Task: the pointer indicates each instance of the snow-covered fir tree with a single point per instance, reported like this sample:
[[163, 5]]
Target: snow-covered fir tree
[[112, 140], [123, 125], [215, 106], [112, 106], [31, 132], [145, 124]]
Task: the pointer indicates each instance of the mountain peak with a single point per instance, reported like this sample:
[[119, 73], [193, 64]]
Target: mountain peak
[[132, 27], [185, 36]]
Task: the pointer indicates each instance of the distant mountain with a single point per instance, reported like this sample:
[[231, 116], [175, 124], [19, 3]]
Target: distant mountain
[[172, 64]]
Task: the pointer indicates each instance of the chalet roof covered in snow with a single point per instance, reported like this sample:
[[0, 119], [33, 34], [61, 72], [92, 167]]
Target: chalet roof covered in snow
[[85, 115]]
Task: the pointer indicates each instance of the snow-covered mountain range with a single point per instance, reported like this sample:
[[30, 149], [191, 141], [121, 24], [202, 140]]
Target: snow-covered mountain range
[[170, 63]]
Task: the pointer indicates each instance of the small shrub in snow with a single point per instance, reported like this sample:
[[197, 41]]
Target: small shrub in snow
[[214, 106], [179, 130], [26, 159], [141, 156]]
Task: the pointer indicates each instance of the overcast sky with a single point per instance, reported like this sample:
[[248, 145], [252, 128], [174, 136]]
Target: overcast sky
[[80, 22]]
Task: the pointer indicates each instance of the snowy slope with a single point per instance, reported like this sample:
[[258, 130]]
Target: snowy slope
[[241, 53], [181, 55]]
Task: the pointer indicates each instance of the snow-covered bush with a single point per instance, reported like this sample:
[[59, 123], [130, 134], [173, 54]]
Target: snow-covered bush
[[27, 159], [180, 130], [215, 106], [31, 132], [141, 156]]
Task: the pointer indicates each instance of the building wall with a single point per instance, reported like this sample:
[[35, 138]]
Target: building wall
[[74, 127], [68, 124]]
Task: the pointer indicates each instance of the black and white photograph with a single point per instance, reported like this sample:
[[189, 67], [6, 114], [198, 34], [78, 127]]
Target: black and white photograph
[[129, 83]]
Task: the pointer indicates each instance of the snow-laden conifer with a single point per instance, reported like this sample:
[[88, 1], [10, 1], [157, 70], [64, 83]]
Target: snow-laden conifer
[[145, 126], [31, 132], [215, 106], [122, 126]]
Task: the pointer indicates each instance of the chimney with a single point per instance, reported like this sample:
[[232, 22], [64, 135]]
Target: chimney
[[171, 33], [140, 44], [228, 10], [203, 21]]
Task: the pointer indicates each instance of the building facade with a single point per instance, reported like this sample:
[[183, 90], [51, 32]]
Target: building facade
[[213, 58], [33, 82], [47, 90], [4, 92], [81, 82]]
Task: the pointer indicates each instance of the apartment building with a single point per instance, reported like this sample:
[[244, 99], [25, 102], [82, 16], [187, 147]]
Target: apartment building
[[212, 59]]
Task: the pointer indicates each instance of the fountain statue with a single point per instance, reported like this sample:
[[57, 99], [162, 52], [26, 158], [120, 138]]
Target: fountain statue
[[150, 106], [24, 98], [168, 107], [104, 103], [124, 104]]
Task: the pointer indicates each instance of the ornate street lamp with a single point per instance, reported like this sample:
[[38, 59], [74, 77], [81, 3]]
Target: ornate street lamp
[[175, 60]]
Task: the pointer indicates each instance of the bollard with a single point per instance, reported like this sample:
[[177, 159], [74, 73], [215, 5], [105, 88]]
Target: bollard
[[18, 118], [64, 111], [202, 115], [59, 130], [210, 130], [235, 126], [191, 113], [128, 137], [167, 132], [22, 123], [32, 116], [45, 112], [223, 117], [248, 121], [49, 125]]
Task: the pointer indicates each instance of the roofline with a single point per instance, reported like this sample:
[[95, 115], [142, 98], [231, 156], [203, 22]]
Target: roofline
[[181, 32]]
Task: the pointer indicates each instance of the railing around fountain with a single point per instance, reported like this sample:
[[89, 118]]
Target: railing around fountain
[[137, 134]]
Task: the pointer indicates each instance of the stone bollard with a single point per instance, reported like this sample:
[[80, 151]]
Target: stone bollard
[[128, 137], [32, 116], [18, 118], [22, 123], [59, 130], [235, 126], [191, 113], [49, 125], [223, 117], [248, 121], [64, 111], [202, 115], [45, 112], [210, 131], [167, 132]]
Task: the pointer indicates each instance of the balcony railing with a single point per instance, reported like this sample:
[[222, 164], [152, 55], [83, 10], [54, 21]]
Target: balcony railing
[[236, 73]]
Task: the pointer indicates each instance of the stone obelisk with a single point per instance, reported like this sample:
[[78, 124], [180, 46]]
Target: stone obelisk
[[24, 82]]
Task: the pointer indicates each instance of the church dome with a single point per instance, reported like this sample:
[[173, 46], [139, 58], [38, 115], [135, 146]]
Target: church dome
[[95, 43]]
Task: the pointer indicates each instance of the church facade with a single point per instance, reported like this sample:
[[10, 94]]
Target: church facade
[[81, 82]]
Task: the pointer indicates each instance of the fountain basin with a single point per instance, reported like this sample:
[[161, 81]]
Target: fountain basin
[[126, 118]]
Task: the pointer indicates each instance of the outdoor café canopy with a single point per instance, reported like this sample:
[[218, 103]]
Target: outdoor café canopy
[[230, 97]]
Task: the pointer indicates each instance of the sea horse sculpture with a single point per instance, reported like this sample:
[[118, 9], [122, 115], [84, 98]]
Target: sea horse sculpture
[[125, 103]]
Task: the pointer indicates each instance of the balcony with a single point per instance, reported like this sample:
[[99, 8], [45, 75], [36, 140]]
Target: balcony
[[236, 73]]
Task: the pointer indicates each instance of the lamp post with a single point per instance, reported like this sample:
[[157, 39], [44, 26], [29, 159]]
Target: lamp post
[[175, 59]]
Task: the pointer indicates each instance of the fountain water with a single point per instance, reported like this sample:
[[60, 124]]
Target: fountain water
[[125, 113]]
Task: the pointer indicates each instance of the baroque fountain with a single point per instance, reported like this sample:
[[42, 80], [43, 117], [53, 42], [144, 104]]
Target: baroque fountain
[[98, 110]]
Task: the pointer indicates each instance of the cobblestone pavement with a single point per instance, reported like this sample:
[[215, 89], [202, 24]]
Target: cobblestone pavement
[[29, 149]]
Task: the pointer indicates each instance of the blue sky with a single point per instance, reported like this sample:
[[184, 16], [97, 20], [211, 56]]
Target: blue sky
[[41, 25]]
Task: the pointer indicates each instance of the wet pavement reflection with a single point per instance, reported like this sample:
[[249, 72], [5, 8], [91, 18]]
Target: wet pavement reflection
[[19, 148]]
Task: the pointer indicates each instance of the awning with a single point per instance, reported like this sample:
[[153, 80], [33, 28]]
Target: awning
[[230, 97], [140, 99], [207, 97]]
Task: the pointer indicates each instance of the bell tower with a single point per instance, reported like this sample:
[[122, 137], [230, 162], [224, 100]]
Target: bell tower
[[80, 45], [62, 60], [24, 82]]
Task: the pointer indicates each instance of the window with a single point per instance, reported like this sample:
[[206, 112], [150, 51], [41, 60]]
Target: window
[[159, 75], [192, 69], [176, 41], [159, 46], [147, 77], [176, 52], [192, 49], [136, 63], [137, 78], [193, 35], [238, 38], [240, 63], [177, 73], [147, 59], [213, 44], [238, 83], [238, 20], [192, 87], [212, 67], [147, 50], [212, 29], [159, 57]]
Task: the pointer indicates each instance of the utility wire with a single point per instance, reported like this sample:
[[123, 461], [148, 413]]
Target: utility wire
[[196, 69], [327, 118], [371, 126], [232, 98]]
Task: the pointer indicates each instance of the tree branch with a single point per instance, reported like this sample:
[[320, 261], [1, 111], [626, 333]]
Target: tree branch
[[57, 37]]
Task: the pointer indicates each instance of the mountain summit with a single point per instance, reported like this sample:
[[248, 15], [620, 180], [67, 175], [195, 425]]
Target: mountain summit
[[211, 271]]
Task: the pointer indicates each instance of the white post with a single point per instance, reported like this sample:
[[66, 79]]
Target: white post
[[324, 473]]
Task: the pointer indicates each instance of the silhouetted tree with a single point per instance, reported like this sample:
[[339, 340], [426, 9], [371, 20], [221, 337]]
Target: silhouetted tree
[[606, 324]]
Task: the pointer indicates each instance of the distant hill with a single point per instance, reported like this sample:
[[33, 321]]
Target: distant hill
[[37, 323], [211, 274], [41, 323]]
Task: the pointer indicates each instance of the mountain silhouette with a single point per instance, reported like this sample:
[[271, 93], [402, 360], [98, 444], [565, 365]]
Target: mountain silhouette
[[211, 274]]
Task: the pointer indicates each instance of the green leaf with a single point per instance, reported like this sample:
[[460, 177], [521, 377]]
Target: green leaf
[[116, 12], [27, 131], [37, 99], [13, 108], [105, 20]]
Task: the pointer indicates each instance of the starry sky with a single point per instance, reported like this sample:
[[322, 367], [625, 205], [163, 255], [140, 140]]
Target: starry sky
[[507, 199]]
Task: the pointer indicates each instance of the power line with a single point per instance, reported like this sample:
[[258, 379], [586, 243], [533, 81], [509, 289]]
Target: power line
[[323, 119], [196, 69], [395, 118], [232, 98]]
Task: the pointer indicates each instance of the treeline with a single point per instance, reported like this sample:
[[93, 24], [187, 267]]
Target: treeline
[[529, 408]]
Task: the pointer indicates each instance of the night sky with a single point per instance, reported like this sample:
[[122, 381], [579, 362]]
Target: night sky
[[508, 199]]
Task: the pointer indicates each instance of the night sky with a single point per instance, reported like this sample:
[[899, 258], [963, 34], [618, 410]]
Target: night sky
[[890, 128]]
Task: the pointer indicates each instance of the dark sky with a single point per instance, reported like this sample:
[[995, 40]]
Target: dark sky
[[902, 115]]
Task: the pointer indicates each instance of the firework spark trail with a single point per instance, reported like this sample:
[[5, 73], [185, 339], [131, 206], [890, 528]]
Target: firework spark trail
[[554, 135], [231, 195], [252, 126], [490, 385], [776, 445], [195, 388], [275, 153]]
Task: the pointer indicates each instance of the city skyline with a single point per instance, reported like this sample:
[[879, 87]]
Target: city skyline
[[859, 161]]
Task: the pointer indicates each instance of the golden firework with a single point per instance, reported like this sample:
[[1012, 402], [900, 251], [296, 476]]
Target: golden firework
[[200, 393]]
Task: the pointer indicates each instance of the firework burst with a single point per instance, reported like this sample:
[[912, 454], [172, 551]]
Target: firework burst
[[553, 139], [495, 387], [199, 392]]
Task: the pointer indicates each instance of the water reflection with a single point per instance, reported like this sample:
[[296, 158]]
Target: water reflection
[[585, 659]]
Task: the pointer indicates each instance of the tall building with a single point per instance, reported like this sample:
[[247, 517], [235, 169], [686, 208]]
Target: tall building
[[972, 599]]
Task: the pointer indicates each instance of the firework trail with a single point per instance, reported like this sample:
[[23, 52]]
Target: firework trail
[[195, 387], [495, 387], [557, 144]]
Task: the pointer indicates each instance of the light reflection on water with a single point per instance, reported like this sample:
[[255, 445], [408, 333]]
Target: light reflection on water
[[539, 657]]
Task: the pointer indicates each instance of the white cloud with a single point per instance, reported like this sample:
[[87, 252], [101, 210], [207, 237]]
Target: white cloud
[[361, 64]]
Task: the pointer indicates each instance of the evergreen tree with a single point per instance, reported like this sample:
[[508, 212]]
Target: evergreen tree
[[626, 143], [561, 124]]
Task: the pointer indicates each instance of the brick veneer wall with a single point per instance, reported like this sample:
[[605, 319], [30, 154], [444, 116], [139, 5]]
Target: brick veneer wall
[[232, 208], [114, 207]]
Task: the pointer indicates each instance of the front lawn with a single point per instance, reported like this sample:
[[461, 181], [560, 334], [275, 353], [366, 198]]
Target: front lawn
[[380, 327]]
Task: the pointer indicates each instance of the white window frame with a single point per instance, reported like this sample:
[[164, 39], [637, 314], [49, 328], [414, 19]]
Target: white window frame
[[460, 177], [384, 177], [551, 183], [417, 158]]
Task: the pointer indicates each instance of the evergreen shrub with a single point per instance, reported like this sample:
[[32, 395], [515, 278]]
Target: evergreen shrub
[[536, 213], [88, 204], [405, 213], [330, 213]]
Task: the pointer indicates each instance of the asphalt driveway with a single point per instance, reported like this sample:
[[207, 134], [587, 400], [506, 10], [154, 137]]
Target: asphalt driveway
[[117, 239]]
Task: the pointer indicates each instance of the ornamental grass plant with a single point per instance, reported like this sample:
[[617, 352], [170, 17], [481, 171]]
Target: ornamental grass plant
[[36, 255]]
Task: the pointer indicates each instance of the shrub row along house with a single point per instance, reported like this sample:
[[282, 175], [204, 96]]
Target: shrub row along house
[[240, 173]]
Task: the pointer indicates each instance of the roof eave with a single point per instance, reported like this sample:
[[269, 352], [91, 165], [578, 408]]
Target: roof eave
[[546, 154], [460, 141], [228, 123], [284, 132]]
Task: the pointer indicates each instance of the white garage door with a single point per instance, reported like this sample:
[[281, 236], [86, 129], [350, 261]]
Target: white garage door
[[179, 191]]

THE EXERCISE:
Rewrite the entries from the first line through the line containing "[[172, 64]]", inclusive, requests and all, and nothing beyond that line. Multiply every coordinate in the answers by 0.25 and round to whole numbers, with halves rounding up, leaving the requests and their sample coordinates unchanged.

SOLVED EXERCISE:
Task: the pointer indicates each instance of the snow-covered fir tree with a single point per instance, reported like this sample:
[[163, 5]]
Target: snow-covered fir tree
[[28, 35], [31, 31], [54, 27], [28, 27], [8, 33], [36, 31]]
Task: the pointer indicates each instance of the mountain peak with a single point per instance, reported like this sample:
[[119, 73], [193, 64]]
Target: mountain peak
[[33, 7], [46, 9]]
Task: the pointer indicates each instance of the distant mountain with a single point per instance, reported like this sample:
[[231, 116], [175, 124], [19, 3]]
Target: distant mountain
[[43, 16]]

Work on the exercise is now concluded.